══ Rows ══

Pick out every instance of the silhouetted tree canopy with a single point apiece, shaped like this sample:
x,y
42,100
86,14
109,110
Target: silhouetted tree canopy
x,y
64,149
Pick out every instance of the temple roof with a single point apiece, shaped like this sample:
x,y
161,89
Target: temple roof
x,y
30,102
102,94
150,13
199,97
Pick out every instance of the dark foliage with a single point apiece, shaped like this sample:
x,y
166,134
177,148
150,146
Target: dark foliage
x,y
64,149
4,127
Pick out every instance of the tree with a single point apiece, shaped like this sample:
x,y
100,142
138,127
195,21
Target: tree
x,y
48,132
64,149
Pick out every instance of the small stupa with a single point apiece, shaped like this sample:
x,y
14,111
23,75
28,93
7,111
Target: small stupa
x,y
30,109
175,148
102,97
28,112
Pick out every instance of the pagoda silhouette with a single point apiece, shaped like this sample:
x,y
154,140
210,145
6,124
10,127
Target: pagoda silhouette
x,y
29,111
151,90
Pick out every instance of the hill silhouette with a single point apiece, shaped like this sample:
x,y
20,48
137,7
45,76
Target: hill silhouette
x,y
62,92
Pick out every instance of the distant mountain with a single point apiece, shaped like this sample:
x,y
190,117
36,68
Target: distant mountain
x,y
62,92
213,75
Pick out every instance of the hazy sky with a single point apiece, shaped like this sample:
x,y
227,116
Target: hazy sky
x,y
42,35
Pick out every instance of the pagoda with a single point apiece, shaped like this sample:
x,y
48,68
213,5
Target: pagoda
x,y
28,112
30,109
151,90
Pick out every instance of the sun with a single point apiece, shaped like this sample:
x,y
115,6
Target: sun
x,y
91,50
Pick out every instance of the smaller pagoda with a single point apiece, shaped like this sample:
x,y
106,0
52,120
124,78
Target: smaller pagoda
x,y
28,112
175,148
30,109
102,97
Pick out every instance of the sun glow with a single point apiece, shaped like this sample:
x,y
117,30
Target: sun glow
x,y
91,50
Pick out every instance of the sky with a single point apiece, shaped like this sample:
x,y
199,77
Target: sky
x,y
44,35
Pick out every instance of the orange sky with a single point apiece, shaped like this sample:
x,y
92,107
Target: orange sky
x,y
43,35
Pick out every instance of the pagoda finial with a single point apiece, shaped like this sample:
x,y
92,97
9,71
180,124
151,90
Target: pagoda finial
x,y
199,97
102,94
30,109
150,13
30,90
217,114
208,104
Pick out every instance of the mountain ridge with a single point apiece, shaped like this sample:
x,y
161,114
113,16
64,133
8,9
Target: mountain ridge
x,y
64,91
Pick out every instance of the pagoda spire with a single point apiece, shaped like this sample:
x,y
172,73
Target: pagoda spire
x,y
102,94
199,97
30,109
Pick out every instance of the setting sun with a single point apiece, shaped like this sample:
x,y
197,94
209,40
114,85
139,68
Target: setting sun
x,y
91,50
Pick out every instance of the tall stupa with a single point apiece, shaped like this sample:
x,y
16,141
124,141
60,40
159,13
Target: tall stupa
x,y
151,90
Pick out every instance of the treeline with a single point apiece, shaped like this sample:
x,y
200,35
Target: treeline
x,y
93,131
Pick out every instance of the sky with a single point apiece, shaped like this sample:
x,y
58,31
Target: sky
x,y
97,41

═══

- **Problem to work on**: Print the entries above verbatim, from the line containing "Pick out every instance of the smaller" through the end of the entries, both included.

- **In response**:
Pick out every instance of the smaller pagoda with a single point apiece, shaped like this sample:
x,y
106,0
52,120
124,78
Target: smaller pagoda
x,y
28,112
175,148
30,109
102,97
Pick out every instance of the sun glow with a single point apiece, shaped like this sample:
x,y
117,30
Target: sun glow
x,y
91,50
Pick out every instance of the sky with a single point apiece, shaped like this sample:
x,y
199,77
Target: sky
x,y
44,35
Pick out every instance of the orange sky with a single point apiece, shaped like this sample:
x,y
92,107
Target: orange sky
x,y
43,35
Pick out every instance of the pagoda finial with a single point apiece, shaped like this sample:
x,y
92,97
9,71
180,124
151,90
Target: pagoda finial
x,y
199,97
102,94
30,109
150,13
30,90
217,114
208,104
Pick out every instance of the mountain ridge with a single point apiece, shaped like this sample:
x,y
161,114
113,16
64,133
8,9
Target: mountain ridge
x,y
64,91
Pick out every instance of the pagoda spire with a single point apiece, shaped like this sample:
x,y
172,73
Target: pagoda spire
x,y
102,94
199,97
30,109
Pick out every instance of the setting sun with a single point apiece, shaped like this sample:
x,y
197,94
209,40
114,85
139,68
Target: setting sun
x,y
91,50
Pick out every instance of the tall stupa with a single point apiece, shaped like this sample:
x,y
16,141
124,141
60,40
159,13
Target: tall stupa
x,y
151,90
Pick out every instance of the treeline with a single point apiece, shaped like this sample:
x,y
200,35
Target: treeline
x,y
93,131
Pick out every instance of the sky with a single point apiece, shaped like this sample:
x,y
58,31
Target: sky
x,y
97,41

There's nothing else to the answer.